-- BEGIN Provided information --

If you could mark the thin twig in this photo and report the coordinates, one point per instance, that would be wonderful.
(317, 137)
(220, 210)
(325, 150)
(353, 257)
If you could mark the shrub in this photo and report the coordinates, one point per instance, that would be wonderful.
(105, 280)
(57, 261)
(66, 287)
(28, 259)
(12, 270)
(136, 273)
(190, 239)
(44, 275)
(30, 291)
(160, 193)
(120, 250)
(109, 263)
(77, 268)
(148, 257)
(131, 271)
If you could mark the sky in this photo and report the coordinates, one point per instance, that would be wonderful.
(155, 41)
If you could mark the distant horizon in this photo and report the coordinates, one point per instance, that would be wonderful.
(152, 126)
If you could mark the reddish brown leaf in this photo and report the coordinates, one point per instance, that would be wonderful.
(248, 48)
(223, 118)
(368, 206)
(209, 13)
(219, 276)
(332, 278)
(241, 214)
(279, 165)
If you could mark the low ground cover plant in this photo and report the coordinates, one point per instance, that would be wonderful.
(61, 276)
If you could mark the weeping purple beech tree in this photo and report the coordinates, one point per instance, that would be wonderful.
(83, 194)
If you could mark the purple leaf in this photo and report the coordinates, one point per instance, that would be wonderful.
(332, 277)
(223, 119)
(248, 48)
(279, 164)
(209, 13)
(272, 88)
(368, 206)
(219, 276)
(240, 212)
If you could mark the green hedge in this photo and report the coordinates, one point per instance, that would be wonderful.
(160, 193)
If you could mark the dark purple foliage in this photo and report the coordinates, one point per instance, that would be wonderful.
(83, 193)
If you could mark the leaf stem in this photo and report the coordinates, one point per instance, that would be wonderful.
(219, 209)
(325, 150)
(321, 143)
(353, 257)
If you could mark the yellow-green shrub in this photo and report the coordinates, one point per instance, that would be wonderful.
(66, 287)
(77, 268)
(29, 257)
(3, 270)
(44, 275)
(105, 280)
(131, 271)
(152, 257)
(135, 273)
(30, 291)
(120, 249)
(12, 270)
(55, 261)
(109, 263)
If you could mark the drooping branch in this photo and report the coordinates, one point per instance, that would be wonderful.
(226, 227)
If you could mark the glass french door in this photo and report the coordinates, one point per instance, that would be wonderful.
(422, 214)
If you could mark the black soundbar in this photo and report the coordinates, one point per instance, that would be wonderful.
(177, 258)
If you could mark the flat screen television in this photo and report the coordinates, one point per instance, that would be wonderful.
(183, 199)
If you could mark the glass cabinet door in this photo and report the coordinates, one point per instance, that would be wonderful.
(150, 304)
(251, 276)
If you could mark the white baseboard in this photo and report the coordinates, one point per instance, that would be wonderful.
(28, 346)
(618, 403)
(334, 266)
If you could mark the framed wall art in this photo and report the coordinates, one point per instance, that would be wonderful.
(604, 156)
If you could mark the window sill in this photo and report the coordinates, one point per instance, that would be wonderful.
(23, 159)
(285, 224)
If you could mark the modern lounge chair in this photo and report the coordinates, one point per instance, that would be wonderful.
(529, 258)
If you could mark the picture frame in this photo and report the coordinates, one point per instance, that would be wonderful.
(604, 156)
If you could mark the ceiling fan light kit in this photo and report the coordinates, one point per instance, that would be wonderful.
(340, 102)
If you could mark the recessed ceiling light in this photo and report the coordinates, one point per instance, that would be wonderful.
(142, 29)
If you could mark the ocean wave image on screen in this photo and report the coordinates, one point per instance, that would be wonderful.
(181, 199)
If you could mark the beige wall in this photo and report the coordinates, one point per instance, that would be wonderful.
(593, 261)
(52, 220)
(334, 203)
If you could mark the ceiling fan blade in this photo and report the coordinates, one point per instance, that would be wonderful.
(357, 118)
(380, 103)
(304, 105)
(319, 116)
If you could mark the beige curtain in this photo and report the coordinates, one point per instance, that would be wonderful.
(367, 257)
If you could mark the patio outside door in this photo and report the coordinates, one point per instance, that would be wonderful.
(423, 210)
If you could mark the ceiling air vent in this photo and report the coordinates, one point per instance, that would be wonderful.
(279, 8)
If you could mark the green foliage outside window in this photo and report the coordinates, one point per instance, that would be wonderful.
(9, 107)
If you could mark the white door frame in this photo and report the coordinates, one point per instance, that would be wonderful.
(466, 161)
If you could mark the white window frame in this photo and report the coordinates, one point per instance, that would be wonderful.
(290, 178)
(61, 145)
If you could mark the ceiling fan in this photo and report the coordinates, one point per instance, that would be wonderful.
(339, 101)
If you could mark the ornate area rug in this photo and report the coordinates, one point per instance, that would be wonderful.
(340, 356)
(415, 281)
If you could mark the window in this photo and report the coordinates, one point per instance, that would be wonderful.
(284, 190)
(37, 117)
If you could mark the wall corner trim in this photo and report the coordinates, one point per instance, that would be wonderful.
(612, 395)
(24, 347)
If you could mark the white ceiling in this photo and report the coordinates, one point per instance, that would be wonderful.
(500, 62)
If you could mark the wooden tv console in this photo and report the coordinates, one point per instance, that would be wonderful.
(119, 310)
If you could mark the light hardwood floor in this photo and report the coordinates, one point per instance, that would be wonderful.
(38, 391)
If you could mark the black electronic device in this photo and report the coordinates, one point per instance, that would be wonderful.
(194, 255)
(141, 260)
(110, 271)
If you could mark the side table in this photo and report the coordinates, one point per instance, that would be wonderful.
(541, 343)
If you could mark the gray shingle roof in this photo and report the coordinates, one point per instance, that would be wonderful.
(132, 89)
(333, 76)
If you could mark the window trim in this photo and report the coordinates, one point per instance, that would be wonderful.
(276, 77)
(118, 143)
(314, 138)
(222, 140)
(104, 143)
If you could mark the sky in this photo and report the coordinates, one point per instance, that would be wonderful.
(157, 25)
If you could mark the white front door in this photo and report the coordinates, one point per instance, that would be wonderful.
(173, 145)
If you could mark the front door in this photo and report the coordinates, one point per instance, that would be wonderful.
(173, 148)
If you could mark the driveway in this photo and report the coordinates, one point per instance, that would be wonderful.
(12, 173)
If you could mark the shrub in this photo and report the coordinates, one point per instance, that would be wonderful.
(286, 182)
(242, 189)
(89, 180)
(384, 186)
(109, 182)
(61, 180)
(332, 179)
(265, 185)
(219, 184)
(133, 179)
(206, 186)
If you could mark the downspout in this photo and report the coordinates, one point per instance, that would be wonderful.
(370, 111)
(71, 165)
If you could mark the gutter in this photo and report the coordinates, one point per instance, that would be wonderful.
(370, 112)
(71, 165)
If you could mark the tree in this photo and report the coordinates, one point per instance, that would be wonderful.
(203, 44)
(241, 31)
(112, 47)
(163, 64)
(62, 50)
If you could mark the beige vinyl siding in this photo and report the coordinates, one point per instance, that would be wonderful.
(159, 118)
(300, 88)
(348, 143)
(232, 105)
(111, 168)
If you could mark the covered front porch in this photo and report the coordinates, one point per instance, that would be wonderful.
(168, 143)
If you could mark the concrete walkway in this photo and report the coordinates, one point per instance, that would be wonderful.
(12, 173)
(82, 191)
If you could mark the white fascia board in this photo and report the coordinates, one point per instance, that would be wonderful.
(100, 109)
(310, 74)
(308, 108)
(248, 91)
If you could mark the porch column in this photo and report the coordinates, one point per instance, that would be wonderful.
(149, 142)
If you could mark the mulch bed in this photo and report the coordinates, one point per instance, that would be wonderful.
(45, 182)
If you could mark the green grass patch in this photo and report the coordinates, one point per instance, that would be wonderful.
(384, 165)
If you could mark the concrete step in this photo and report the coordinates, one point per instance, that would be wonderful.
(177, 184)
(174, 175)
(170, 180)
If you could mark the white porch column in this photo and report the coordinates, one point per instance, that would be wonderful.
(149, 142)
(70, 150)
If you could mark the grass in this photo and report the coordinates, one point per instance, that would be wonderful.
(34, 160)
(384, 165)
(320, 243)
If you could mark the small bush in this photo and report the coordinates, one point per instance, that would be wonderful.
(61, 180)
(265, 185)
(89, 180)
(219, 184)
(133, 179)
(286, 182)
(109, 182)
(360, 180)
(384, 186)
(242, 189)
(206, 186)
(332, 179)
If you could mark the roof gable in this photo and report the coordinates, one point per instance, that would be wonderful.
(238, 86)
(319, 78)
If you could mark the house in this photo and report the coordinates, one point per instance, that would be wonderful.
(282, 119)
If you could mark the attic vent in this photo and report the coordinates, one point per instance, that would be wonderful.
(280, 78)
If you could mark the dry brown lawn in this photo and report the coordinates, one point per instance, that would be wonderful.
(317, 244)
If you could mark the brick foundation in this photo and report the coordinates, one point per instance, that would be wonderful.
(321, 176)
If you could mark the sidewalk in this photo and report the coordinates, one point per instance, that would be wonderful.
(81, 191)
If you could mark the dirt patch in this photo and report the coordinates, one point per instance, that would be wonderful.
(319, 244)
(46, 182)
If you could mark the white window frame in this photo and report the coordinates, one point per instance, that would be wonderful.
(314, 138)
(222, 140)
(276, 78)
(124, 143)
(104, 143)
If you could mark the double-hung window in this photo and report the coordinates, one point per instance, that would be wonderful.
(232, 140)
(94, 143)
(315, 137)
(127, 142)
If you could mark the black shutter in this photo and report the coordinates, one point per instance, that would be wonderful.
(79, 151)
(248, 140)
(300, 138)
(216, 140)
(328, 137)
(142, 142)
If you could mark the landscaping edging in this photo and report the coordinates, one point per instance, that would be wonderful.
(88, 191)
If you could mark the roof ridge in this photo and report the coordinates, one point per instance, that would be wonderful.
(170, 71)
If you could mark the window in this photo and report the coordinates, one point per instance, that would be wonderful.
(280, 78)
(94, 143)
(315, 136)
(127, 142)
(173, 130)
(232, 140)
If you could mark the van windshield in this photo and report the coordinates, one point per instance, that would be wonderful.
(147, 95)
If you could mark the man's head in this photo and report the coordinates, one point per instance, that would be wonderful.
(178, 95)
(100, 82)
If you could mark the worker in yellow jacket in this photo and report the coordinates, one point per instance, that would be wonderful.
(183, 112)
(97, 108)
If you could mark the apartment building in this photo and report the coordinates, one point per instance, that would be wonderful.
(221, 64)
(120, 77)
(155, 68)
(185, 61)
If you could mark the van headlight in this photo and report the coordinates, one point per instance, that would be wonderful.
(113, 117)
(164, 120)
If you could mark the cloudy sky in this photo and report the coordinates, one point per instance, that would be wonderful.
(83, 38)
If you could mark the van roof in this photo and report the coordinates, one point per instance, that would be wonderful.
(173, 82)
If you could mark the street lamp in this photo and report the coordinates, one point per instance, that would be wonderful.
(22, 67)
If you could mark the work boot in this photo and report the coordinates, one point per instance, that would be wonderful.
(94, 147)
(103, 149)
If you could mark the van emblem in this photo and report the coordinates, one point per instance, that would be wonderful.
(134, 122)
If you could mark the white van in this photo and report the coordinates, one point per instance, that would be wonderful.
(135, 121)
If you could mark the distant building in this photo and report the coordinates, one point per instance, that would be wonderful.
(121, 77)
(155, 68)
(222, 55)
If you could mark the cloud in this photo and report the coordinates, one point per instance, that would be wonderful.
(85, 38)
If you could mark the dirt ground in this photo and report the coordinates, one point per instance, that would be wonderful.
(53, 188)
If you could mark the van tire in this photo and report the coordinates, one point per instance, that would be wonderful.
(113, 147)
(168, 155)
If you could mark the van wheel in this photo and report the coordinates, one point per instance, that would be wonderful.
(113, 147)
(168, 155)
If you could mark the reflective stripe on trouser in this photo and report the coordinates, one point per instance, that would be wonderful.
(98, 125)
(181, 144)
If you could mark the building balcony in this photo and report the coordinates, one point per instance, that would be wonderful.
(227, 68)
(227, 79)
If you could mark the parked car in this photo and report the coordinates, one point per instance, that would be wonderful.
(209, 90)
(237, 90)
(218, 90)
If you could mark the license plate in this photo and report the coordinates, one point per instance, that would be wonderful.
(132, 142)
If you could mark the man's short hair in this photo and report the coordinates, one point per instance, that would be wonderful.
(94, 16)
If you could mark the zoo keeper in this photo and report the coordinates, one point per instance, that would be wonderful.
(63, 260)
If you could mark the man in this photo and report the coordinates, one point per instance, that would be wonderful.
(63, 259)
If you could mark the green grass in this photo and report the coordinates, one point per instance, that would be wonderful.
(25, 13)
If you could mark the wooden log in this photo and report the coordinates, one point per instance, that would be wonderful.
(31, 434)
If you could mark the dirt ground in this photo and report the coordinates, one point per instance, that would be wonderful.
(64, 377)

-- END Provided information --

**Instruction**
Render the listing above as a numbered list, starting at the line containing "If you could mark the man's short" and continuing through the final line of the listing. Leave out any blank lines.

**Task response**
1. If you could mark the man's short hair in this photo and report the coordinates, one point per instance, that would be wonderful.
2. (94, 16)
3. If you could mark the zoo keeper in this photo and report the coordinates, one point per instance, that would be wonderful.
4. (63, 260)
5. If you could mark the man in this photo and report the coordinates, one point per instance, that would be wonderful.
6. (63, 259)
7. If you could mark the green grass in this photo and report the coordinates, one point per instance, that would be wonderful.
8. (25, 13)
9. If you could mark the wooden log in this photo and report the coordinates, one point per instance, that would be wonderful.
10. (31, 434)
11. If you could mark the dirt ground in this photo and report the coordinates, one point per instance, that would be wonderful.
12. (64, 377)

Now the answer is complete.